**TRECHO DO DOCUMENTO**
######

NÃO É ISSO QUE VOCÊS IMAGINAM QUANDO ALGUÉM FALA EM MINDFULNESS?

Então, é muito difícil alguém falar sobre mindfulness e este tipo de imagem não vir a mente. É - usualmente a associação direta que se faz com Mindfulness. Mas no mindfulness nós não precisamos ficar - necessariamente - sentados assim. Pois então, aí vai a história verdadeira.

A verdade é que Mindfulness não necessariamente é algo MEDITATIVO ou BUDISTA (hinduísta, taoísta, ou o que for). Pode ser - mas não é necessariamente. O termo Mindfulness, no contexto religioso, começou a ser utilizado no ocidente a partir do século XIX como tradução para o sânscrito e o Pali. Foi utilizado a fim de transcrever termos específicos destas línguas que se referiam a um conjunto - também específico - de conceitos e práticas. Então, mesmo práticas tão diversas - como práticas do Zen Budismo e do Budismo Tibetano - começaram a aparecer em inglês como MINDFULNESS. Um exemplo é a prática de Shamata, que começou a ser chamada, em inglês, de Mindfulness. Parece que o termo inglês soava melhor do que as "estranhas" palavras em sânscrito, pali ou tibetano. Em 1967, o monge vietnamita, Tich Nhat Hanh publicou "The Miracle of Mindfulness". Era um livro religioso, mas voltado para o público geral.

######

**DADOS DE ORIGEM**
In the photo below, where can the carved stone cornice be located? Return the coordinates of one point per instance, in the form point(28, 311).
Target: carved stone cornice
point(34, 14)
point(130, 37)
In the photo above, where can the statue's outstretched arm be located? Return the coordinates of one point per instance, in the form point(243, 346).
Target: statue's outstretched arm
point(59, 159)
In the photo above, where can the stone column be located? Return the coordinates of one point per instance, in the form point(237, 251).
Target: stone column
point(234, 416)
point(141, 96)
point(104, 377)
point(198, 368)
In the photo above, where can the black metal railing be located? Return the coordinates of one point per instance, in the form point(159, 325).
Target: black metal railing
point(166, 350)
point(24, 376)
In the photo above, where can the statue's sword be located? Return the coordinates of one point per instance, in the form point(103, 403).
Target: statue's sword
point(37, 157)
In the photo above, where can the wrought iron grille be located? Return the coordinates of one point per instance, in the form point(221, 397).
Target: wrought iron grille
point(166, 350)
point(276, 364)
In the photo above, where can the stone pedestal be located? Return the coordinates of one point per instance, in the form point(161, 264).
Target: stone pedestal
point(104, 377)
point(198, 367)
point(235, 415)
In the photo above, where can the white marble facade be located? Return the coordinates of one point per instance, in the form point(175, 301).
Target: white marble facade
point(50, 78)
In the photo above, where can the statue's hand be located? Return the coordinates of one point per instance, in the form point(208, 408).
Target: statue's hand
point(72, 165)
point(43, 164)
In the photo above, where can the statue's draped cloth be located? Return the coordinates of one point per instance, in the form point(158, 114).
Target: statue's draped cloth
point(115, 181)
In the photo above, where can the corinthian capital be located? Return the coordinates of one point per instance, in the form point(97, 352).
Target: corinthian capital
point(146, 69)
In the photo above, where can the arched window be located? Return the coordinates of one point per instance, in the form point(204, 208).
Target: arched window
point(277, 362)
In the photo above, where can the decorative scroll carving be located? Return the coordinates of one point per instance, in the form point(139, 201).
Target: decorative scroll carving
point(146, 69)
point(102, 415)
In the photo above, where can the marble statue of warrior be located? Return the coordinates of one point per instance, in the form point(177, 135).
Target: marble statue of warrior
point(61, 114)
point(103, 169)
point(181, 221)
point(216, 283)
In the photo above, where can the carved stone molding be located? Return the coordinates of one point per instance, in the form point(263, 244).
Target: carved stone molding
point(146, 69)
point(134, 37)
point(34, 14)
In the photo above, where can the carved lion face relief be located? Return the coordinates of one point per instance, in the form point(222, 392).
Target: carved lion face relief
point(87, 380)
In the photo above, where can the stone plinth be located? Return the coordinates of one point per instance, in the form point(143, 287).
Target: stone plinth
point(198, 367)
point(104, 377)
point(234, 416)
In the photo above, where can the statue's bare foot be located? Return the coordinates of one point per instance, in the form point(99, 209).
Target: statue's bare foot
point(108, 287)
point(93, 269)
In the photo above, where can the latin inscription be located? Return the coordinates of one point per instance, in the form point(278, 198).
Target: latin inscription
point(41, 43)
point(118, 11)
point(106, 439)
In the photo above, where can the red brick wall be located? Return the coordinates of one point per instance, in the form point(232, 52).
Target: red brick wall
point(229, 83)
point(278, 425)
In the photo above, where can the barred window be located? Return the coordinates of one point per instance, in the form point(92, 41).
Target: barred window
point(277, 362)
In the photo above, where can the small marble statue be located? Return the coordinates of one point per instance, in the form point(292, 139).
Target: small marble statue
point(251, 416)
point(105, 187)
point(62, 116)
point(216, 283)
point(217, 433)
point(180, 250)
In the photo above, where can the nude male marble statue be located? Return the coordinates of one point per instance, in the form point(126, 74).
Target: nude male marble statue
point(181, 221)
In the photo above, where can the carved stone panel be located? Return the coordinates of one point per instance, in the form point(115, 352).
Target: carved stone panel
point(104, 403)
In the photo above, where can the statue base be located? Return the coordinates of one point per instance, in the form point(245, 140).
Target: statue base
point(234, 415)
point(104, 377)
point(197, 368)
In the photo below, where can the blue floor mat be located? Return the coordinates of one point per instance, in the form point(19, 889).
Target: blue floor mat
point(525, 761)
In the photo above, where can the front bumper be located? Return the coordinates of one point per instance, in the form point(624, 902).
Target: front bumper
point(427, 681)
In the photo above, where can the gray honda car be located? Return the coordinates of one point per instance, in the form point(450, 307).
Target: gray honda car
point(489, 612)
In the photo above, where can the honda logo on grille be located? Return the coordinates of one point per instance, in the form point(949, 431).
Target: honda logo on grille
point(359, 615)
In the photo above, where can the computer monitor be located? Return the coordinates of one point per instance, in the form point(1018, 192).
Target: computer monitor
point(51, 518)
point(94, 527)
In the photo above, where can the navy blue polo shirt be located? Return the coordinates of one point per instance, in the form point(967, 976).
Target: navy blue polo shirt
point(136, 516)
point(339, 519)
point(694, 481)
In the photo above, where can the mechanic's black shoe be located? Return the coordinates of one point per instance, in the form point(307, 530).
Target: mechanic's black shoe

######

**TAREFA PROPOSTA 1**
Segundo o trecho sobre mindfulness, em que ano Tich Nhat Hanh publicou "The Miracle of Mindfulness"?
**TAREFA PROPOSTA 2**
Como fica em inglês esta frase do trecho sobre mindfulness: "Um exemplo é a prática de Shamata, que começou a ser chamada, em inglês, de Mindfulness."?
**TAREFA PROPOSTA 3**
Como você resumiria o trecho sobre mindfulness em duas frases?
Use somente o trecho como fonte.

**RESPOSTA ESPERADA 1**
Em 1967.

**RESPOSTA ESPERADA 2**
One example is the practice of Shamata, which began to be called Mindfulness in English.

**RESPOSTA ESPERADA 3**
Mindfulness costuma ser associado à imagem de alguém sentado de determinada forma, mas não exige essa postura nem é necessariamente algo meditativo ou budista. No contexto religioso, o termo passou a ser usado no Ocidente a partir do século XIX para traduzir termos do sânscrito e do pali, abrangendo práticas diversas como a Shamata, e em 1967 Tich Nhat Hanh publicou "The Miracle of Mindfulness", um livro religioso voltado ao público geral.